** PROBLEM REQUIREMENTS **
Count the lines in the listing below that contain the string "flag", and reply with that number alone.

** RECORDS SUPPLIED **
■ ■ ■ ■ ■

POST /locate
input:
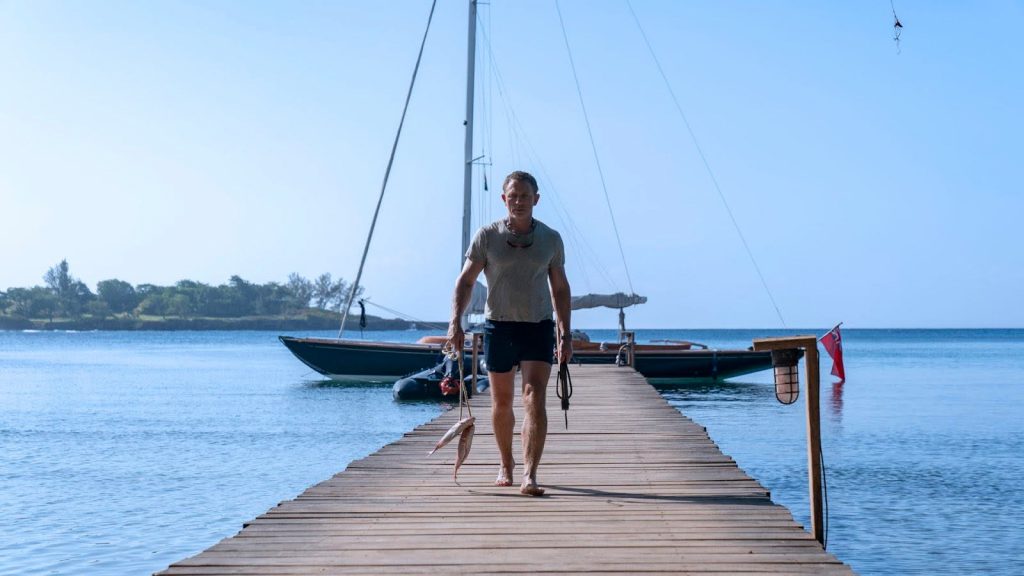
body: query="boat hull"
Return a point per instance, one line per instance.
(354, 360)
(675, 365)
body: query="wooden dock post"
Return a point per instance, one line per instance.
(809, 344)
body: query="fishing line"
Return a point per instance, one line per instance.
(593, 147)
(407, 317)
(704, 159)
(387, 172)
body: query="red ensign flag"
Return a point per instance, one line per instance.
(834, 345)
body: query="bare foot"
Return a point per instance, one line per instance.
(529, 487)
(504, 477)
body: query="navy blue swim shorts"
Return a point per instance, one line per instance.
(507, 343)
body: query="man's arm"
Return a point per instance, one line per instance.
(460, 300)
(561, 298)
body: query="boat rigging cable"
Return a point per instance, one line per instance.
(704, 159)
(403, 316)
(520, 140)
(387, 173)
(593, 147)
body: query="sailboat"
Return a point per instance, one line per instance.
(377, 361)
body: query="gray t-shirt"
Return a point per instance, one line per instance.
(517, 278)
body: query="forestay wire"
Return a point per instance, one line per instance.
(704, 159)
(387, 173)
(593, 147)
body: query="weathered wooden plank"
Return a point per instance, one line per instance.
(633, 487)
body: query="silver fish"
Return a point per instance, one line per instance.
(465, 442)
(453, 432)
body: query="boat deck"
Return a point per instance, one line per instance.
(633, 486)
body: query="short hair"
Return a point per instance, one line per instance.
(520, 176)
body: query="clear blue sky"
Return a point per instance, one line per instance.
(154, 141)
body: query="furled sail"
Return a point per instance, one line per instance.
(616, 300)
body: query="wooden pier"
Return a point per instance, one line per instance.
(633, 486)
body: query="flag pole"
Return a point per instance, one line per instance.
(830, 331)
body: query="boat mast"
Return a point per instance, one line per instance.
(467, 190)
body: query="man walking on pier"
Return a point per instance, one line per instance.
(524, 263)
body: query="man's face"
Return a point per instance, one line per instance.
(519, 198)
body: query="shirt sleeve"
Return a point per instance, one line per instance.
(478, 247)
(558, 258)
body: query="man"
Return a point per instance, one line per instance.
(524, 263)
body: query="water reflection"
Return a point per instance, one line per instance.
(836, 403)
(328, 383)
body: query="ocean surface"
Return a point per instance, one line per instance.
(122, 452)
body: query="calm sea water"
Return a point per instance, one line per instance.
(122, 452)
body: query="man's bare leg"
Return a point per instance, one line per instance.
(535, 424)
(503, 420)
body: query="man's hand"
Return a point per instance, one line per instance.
(457, 337)
(564, 350)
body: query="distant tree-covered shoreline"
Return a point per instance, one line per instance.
(67, 302)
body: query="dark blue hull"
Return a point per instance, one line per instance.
(354, 360)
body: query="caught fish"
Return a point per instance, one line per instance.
(453, 432)
(465, 442)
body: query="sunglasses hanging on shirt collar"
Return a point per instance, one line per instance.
(519, 240)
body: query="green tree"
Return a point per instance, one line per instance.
(300, 291)
(59, 280)
(119, 295)
(42, 303)
(98, 309)
(72, 293)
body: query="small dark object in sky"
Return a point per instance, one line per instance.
(897, 27)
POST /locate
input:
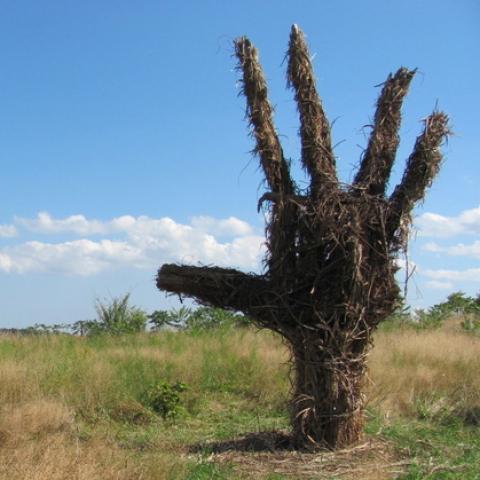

■ ■ ■ ■ ■

** RESULT FOR THIS EXERCISE **
2